_GOAL_: Rewrite all of the data below, including every request, and shift each x and y coordinate in the answers up by 96.

_SUPPLIED DATA_:
——

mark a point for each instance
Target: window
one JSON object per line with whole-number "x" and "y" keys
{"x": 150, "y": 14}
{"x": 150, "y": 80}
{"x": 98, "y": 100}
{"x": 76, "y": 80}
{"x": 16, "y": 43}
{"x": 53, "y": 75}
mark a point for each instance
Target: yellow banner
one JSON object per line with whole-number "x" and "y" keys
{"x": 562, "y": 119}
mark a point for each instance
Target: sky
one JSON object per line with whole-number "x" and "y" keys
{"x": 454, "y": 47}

——

_TASK SOLUTION_:
mark a point for each instance
Target: window
one JSON object per line with whole-number "x" and "y" keys
{"x": 246, "y": 110}
{"x": 246, "y": 176}
{"x": 194, "y": 196}
{"x": 172, "y": 176}
{"x": 112, "y": 139}
{"x": 149, "y": 171}
mark a point for each instance
Target: yellow banner
one JSON object per line with whole-number "x" and "y" keys
{"x": 658, "y": 215}
mark a point for each instance
Target: sky
one JSON object per line with whole-number "x" and "y" keys
{"x": 550, "y": 143}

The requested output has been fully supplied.